### TASK TO CARRY OUT
Gather every line below that contains the string "segment". Treat the match as case-sensitive.

### LISTED RECORDS

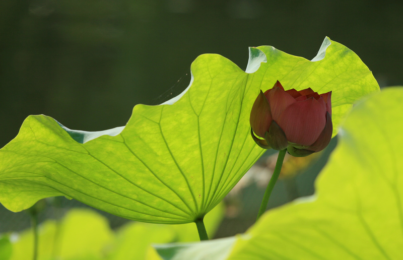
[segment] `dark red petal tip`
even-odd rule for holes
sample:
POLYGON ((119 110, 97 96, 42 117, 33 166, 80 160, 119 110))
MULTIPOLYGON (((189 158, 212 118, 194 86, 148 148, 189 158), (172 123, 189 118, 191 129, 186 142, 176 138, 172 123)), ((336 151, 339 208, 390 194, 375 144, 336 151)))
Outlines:
POLYGON ((250 126, 257 136, 264 138, 264 133, 270 127, 270 123, 273 119, 270 104, 260 90, 250 111, 250 126))
POLYGON ((272 148, 267 145, 266 140, 261 140, 259 139, 253 134, 253 131, 252 130, 252 128, 250 128, 250 135, 252 136, 252 138, 253 139, 253 141, 255 141, 255 143, 260 146, 261 148, 263 148, 263 149, 270 149, 272 148))
POLYGON ((273 120, 268 132, 266 132, 264 139, 273 149, 279 151, 284 150, 288 146, 288 141, 284 131, 273 120))
POLYGON ((314 152, 322 151, 330 143, 332 134, 333 134, 333 123, 331 122, 331 116, 328 112, 326 112, 326 124, 325 124, 323 130, 315 143, 309 146, 308 149, 314 152))
POLYGON ((290 145, 287 148, 287 151, 289 154, 295 157, 305 157, 315 152, 313 151, 306 149, 299 149, 292 145, 290 145))

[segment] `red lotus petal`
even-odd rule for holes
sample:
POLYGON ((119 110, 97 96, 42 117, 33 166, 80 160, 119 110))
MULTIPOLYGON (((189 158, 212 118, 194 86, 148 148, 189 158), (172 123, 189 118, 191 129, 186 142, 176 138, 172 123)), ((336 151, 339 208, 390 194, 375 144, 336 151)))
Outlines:
POLYGON ((267 96, 267 94, 268 93, 275 89, 276 88, 280 88, 283 90, 284 90, 284 88, 283 87, 283 86, 281 85, 281 83, 280 83, 280 82, 278 80, 276 82, 276 83, 274 84, 274 86, 273 86, 273 88, 272 88, 271 89, 269 89, 264 92, 264 95, 267 96))
POLYGON ((272 122, 268 132, 266 132, 264 139, 267 145, 274 150, 280 151, 288 146, 288 141, 284 131, 274 120, 272 122))
POLYGON ((294 89, 286 90, 286 92, 289 94, 294 98, 297 98, 297 97, 300 97, 301 96, 301 95, 299 93, 299 92, 298 92, 294 89))
POLYGON ((309 146, 324 128, 326 108, 312 97, 290 105, 277 121, 289 142, 309 146))
POLYGON ((322 151, 327 146, 331 139, 333 133, 333 124, 331 122, 331 116, 328 112, 326 112, 326 124, 320 133, 317 140, 307 149, 314 152, 322 151))
POLYGON ((320 97, 320 96, 317 92, 313 93, 312 94, 309 94, 306 95, 306 97, 308 98, 309 98, 310 97, 312 97, 315 98, 315 99, 317 100, 318 99, 319 99, 319 98, 320 97))
POLYGON ((323 100, 326 102, 326 110, 331 115, 331 91, 327 93, 321 94, 320 96, 323 98, 323 100))
POLYGON ((301 96, 300 97, 298 97, 296 98, 295 101, 297 102, 303 101, 304 100, 306 100, 307 99, 308 99, 306 98, 306 96, 301 96))
POLYGON ((280 83, 280 82, 278 80, 276 82, 276 83, 274 84, 274 86, 273 86, 273 88, 277 87, 279 87, 281 89, 282 89, 283 90, 284 90, 284 88, 283 87, 283 85, 281 85, 281 83, 280 83))
POLYGON ((316 99, 317 101, 323 107, 323 108, 326 111, 326 103, 324 102, 324 100, 323 100, 323 98, 319 96, 319 99, 316 99))
POLYGON ((268 131, 273 120, 270 105, 260 90, 250 111, 250 126, 257 136, 264 138, 264 135, 268 131))
POLYGON ((302 90, 300 90, 298 91, 301 95, 303 96, 307 96, 310 94, 313 94, 315 93, 315 91, 312 90, 310 88, 308 88, 307 89, 303 89, 302 90))
POLYGON ((275 120, 277 120, 287 107, 296 102, 295 99, 280 88, 273 89, 265 96, 270 104, 272 116, 275 120))

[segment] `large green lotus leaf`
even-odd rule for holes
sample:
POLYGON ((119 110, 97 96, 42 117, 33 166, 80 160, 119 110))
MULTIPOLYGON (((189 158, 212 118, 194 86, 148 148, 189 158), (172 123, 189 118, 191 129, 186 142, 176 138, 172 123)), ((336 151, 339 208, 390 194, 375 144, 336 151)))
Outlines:
MULTIPOLYGON (((232 247, 230 253, 199 259, 403 259, 402 100, 403 87, 396 87, 358 105, 314 196, 270 211, 232 243, 212 246, 223 251, 232 247)), ((165 256, 180 251, 200 257, 202 244, 158 250, 165 256)), ((175 255, 164 259, 191 258, 175 255)))
POLYGON ((286 89, 332 90, 335 127, 354 100, 379 89, 353 51, 327 38, 313 61, 270 46, 249 54, 246 72, 219 55, 199 56, 183 93, 136 106, 124 127, 86 132, 29 116, 0 150, 0 202, 18 211, 65 196, 138 221, 193 222, 263 153, 249 124, 260 89, 280 80, 286 89))

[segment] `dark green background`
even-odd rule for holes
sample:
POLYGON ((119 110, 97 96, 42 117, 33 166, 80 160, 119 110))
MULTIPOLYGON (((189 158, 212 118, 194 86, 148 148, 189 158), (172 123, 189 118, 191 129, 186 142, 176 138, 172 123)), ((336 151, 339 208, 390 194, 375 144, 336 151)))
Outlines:
MULTIPOLYGON (((0 147, 30 114, 72 129, 124 125, 136 104, 180 93, 205 53, 244 69, 249 46, 310 59, 327 36, 355 51, 381 86, 401 85, 402 14, 398 1, 2 0, 0 147)), ((311 175, 299 184, 305 194, 311 175)), ((279 194, 273 205, 285 202, 279 194)), ((24 226, 5 210, 0 232, 24 226)))

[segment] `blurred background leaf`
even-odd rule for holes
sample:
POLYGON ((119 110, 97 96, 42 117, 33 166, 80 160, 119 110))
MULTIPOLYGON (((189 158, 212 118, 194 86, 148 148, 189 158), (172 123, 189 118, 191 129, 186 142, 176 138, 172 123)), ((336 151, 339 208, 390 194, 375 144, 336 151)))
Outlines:
MULTIPOLYGON (((214 235, 223 215, 219 204, 206 217, 209 234, 214 235)), ((159 225, 129 222, 116 231, 107 219, 90 209, 74 209, 62 219, 48 220, 39 228, 38 260, 127 260, 145 259, 152 243, 198 241, 194 223, 159 225)), ((0 239, 0 259, 32 258, 31 229, 13 235, 13 242, 0 239), (12 249, 13 254, 12 256, 12 249)))

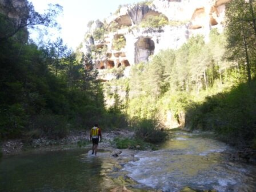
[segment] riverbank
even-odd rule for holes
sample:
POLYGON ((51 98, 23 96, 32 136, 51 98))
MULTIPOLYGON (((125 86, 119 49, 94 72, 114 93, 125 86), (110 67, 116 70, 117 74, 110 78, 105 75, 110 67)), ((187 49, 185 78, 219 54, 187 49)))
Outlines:
MULTIPOLYGON (((70 131, 67 137, 59 139, 51 139, 46 137, 38 139, 11 139, 4 141, 1 148, 3 156, 21 154, 31 151, 54 151, 75 149, 78 147, 90 148, 90 132, 82 131, 70 131)), ((110 151, 116 147, 113 143, 117 137, 132 138, 134 133, 129 130, 115 130, 102 133, 102 141, 99 148, 110 151)))

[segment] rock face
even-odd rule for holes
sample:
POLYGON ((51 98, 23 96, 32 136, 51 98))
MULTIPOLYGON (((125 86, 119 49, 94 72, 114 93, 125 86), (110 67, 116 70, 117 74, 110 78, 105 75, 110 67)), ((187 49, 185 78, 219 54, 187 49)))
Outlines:
MULTIPOLYGON (((121 7, 118 14, 106 19, 107 26, 115 26, 115 30, 105 33, 98 42, 93 35, 89 36, 82 50, 87 52, 91 46, 96 47, 94 63, 98 69, 147 62, 161 50, 178 49, 193 35, 203 35, 207 41, 211 29, 222 32, 225 5, 229 1, 155 0, 150 5, 121 7), (169 24, 157 28, 141 27, 142 21, 159 15, 169 24)), ((94 26, 95 30, 102 25, 94 26)), ((93 34, 91 30, 90 33, 93 34)))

### WORKED SOLUTION
[segment] `dark red petal tip`
[segment] `red lotus petal`
[segment] `large green lotus leaf`
[segment] `dark green background`
[segment] `blurred background leaf`
[segment] riverbank
[segment] rock face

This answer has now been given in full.